### Source extract
Studio album by Lior
- Released: October 2004
- Recorded: 2004 at Big Jesus Burger Studios, Sydney
- Studios: Big Jesus Burger Studios, Sydney, Australia
- Genres: Roots, indie
- Length: 42:52
- Label: Senso Unico
- Producer: François Tétaz

Lior chronology
| The Soul Suicide EP (2000) | Autumn Flow (2004) | Doorways of My Mind (2006) |

Singles from Autumn Flow
- "This Old Love" Released: 2004; "Daniel" Released: 2004; "Autumn Flow" Released: 2005;

= Autumn Flow =

Autumn Flow is the debut studio album of Australian singer-songwriter Lior. The album was released in October 2004 and peaked at number 45 on the ARIA charts, early in 2005 and was certified gold in 2006.

At the J Award of 2005, the album was nominated for Australian Album of the Year.

At the ARIA Music Awards of 2005, the album was nominated for three awards; Breakthrough Artist, Best Male Artist, and Best Independent Release.

In June 2015, the album was re-released in celebration of its 10th anniversary, with 7 bonus tracks. About the re-release, Lior said "It wasn't actually my idea, a few people mentioned it to me and I was thinking no, I have to do this other thing. Then I stopped and realised it had been a pretty special 10 years and it was important to stop, reflect and celebrate, so I think it was a good opportunity to do that." Lior said "There's a beautiful innocence around the album and it still speaks to me in that way and I still very much connect to it."

==Reception==
JB HiFi reviewer said "Lior's sound is a rootsy mix of styles that always harks back to the lyric and melody. The album itself is grounded in the late 60s / early 70s songwriter era, however the arrangements and production approach are quite contemporary. Artists such as Joni Mitchell, Paul Simon, Nick Drake and Rufus Wainwright are called to mind. It is Lior's voice that has drawn most attention, capable of both power and tenderness, always delivered with soul in its truest sense."

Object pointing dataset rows
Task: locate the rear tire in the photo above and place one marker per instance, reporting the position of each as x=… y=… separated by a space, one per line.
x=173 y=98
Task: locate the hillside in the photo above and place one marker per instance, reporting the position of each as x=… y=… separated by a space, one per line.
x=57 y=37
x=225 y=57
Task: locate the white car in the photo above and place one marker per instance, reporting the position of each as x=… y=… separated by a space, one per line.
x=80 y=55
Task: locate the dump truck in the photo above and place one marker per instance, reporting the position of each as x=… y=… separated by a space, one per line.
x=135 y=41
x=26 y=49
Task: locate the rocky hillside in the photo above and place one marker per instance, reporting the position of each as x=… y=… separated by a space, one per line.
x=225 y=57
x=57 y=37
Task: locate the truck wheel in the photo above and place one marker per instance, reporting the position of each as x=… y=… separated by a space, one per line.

### Actions to take
1) Pull out, word for word, the stretch of the Autumn Flow article from "Lior chronology" through "gold in 2006.".
2) Which artists does the JB HiFi reviewer name in the Autumn Flow article as being called to mind?

### Solution list
1)
Lior chronology
| The Soul Suicide EP (2000) | Autumn Flow (2004) | Doorways of My Mind (2006) |

Singles from Autumn Flow
- "This Old Love" Released: 2004; "Daniel" Released: 2004; "Autumn Flow" Released: 2005;

= Autumn Flow =

Autumn Flow is the debut studio album of Australian singer-songwriter Lior. The album was released in October 2004 and peaked at number 45 on the ARIA charts, early in 2005 and was certified gold in 2006.

2)
- Joni Mitchell
- Paul Simon
- Nick Drake
- Rufus Wainwright